TASK TO CARRY OUT: Please count the lines in the entries below that contain the word "surface" and reply with that number alone.

─── DATA LISTING

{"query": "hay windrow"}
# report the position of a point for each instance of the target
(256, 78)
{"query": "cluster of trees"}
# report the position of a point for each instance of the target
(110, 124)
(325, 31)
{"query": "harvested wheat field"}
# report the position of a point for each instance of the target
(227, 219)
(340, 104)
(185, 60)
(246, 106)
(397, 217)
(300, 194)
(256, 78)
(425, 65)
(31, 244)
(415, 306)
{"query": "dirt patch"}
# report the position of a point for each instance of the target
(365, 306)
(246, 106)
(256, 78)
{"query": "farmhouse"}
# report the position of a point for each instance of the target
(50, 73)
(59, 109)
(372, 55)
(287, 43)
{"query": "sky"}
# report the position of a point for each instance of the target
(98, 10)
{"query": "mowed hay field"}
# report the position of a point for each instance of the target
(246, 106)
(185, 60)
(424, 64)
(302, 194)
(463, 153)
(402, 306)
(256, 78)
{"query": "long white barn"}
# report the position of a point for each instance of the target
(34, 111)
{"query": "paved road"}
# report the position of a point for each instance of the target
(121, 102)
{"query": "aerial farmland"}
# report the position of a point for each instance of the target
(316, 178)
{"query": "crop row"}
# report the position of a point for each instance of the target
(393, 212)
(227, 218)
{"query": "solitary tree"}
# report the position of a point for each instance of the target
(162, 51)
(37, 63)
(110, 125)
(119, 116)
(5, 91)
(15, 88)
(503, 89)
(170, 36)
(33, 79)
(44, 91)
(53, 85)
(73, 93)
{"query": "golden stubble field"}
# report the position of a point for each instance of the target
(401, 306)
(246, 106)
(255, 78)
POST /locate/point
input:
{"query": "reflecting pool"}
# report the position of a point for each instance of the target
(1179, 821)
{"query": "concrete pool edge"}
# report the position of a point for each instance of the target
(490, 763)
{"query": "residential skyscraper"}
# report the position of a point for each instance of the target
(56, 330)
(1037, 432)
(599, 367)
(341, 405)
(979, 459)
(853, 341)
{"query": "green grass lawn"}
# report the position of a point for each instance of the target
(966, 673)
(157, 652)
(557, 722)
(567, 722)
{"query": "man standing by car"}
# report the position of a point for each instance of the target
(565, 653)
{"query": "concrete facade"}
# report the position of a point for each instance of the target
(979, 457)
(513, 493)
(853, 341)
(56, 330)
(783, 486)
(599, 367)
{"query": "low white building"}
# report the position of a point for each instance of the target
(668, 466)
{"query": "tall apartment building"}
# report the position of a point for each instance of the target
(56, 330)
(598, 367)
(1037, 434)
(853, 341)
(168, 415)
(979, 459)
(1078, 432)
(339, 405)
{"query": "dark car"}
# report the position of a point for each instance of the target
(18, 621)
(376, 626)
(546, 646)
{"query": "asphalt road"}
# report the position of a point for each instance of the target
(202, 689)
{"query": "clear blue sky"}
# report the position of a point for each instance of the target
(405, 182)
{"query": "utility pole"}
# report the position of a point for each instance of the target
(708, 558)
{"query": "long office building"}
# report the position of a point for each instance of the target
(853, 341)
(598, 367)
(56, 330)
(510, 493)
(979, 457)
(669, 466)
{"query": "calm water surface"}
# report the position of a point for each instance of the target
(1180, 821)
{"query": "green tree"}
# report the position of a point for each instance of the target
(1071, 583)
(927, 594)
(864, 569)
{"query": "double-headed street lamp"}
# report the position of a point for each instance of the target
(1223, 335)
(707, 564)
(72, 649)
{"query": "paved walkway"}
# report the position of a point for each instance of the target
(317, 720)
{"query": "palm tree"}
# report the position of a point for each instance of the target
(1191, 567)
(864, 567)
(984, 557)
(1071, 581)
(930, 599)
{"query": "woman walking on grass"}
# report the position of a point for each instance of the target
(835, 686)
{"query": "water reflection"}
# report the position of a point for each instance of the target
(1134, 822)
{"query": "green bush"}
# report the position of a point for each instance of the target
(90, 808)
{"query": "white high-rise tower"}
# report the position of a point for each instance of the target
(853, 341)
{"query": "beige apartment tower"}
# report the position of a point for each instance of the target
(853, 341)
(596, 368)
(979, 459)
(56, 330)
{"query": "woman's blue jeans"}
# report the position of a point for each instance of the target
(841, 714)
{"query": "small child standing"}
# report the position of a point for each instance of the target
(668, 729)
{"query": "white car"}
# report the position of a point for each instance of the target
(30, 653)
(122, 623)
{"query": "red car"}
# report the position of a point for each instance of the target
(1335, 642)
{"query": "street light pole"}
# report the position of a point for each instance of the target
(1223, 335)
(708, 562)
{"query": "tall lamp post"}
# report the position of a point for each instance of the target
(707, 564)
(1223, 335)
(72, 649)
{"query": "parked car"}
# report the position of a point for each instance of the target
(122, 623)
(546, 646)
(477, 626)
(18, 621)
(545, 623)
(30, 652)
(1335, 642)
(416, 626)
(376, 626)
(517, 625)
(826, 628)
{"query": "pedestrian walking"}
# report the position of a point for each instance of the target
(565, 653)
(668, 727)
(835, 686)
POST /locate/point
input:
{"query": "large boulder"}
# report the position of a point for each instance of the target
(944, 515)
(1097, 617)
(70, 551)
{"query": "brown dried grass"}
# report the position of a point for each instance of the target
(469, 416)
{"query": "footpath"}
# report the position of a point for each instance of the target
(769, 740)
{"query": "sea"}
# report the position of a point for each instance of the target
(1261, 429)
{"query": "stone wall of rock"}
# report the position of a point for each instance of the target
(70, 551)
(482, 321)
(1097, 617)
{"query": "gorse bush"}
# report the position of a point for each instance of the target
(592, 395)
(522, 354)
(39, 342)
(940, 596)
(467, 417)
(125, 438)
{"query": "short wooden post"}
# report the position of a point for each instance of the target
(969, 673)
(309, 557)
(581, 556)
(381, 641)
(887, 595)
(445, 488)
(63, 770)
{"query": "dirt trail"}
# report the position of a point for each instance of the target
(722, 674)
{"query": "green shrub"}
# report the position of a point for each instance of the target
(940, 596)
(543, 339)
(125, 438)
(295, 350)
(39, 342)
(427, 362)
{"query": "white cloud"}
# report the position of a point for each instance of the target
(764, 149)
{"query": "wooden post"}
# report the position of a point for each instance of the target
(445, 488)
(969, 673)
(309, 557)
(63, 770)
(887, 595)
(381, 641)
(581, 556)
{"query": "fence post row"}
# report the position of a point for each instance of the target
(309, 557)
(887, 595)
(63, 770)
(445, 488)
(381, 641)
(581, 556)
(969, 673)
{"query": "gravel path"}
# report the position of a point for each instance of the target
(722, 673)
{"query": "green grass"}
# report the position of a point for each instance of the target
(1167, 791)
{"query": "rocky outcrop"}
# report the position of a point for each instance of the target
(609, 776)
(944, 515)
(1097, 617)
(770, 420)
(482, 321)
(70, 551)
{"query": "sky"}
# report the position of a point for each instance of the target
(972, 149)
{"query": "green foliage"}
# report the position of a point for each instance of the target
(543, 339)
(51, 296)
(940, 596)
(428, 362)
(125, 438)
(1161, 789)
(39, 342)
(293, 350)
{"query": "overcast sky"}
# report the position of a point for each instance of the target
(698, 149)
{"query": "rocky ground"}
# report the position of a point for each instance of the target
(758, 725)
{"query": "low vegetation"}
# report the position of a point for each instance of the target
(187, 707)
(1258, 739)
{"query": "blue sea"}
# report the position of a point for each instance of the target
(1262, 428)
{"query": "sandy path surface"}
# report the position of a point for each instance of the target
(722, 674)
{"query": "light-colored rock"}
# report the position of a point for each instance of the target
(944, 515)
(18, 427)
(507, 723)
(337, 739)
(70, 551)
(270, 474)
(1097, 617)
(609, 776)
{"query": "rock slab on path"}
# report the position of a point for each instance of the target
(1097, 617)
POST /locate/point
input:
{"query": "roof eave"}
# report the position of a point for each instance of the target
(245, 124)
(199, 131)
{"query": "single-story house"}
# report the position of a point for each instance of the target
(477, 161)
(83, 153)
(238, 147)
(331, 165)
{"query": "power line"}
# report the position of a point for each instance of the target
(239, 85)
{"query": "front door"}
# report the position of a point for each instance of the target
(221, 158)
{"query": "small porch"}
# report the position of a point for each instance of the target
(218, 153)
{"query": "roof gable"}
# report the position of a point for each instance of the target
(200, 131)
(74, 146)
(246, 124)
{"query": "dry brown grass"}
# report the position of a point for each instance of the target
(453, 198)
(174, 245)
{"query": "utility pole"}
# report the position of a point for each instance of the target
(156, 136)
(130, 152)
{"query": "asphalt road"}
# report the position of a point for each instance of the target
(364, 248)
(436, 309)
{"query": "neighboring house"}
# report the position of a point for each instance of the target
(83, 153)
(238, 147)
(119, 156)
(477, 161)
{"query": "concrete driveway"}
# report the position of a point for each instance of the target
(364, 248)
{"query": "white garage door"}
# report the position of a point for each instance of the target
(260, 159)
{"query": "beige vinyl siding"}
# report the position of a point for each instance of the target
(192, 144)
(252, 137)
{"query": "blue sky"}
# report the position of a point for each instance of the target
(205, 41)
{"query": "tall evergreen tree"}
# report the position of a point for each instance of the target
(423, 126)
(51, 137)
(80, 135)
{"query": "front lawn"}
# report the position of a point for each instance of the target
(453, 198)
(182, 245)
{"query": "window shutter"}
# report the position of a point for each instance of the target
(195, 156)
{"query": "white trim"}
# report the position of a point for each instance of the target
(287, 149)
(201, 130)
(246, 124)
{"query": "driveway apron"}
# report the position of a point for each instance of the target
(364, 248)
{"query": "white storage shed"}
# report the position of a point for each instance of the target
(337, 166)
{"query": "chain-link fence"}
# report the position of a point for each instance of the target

──────

EXERCISE RESULT: 2